> Material for this exercise

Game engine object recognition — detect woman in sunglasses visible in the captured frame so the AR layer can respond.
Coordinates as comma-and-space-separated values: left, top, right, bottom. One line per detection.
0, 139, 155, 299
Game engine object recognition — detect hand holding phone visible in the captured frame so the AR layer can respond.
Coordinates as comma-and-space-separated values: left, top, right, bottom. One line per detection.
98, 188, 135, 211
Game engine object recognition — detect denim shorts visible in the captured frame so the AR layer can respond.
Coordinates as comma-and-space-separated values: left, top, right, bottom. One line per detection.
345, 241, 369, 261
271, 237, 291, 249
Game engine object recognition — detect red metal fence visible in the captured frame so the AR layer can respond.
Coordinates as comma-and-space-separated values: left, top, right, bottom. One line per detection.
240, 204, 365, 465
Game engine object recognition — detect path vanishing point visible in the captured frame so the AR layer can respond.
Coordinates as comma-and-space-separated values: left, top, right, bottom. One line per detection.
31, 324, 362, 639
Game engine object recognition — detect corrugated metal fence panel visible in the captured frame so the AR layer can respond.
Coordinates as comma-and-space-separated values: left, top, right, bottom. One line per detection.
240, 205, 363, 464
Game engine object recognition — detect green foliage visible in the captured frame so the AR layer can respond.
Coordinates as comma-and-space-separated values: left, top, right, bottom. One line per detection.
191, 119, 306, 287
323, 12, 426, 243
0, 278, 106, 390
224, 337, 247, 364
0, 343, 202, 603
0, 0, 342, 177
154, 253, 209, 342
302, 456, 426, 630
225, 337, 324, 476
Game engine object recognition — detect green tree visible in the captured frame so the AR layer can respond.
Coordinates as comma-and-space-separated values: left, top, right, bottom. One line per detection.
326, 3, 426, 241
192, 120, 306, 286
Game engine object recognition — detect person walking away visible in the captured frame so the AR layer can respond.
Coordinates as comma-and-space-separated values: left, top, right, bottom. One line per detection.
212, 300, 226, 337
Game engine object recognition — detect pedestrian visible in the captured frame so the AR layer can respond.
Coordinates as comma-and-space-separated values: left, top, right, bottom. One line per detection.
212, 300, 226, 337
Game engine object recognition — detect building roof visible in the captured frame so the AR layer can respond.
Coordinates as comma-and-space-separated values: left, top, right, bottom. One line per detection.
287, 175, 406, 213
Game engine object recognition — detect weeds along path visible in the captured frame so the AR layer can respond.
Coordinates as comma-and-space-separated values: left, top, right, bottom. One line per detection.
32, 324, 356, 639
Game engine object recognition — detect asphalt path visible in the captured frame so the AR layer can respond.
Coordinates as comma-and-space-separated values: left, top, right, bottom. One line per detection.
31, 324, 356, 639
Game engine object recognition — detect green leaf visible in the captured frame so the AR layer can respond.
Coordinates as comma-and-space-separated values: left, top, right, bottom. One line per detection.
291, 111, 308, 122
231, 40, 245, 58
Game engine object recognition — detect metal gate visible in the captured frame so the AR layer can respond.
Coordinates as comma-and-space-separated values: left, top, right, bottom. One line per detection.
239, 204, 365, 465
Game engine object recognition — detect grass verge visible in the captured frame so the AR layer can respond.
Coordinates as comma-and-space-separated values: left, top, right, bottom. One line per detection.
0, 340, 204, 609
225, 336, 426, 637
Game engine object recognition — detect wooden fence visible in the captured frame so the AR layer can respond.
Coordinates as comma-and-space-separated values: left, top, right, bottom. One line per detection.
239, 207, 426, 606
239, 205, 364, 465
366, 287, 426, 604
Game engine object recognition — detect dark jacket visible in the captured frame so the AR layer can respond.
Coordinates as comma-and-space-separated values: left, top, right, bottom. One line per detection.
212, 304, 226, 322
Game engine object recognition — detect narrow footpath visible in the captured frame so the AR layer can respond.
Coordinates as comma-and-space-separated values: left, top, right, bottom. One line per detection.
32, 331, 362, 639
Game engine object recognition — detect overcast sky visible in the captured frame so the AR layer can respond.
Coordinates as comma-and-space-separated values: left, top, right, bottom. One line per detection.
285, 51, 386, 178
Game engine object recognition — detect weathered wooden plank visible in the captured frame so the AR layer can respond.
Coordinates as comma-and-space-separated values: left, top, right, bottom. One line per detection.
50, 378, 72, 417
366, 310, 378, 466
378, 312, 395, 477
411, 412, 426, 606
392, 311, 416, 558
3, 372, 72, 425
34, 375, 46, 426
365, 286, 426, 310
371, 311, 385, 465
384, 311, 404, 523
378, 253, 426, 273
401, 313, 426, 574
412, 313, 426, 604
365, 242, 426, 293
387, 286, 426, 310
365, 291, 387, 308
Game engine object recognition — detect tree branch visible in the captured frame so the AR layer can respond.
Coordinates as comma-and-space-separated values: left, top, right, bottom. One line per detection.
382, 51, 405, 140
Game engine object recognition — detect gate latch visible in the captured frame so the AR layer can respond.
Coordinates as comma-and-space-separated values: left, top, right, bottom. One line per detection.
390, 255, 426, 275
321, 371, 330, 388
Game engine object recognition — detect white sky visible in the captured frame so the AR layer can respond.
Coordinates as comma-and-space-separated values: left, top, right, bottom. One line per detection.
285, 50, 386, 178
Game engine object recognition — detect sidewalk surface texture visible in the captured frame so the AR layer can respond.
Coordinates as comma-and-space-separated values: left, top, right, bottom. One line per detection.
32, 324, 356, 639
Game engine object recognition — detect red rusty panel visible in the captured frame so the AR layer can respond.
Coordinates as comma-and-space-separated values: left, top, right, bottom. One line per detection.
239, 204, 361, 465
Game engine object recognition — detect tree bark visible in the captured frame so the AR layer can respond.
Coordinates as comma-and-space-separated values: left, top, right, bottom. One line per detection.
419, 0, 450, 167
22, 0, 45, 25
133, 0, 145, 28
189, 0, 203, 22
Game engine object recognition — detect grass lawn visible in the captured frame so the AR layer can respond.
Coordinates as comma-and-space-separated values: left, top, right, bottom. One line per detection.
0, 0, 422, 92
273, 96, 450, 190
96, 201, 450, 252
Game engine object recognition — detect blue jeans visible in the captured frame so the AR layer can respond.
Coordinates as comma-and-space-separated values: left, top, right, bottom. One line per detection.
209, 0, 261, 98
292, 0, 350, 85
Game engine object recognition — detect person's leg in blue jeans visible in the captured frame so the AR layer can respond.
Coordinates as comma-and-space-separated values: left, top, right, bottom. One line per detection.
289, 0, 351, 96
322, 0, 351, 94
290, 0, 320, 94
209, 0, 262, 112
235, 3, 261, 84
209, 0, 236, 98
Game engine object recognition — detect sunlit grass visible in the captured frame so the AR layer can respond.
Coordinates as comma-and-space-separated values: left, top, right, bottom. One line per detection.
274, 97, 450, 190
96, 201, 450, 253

> Exercise details
Rewrite the lines above from the one containing "Game engine object recognition — detect tree branch" up to and including the one containing "382, 51, 405, 140", requests and all. Scale every coordinate in the answers by 0.25 and round each to a whole number, with halves rounded up.

> Task result
Game engine object recognition — detect tree branch visible in the captured frame so the AR layer can respond.
Coordinates as comma-and-space-separated values: left, top, right, bottom. One line per detection.
96, 13, 101, 35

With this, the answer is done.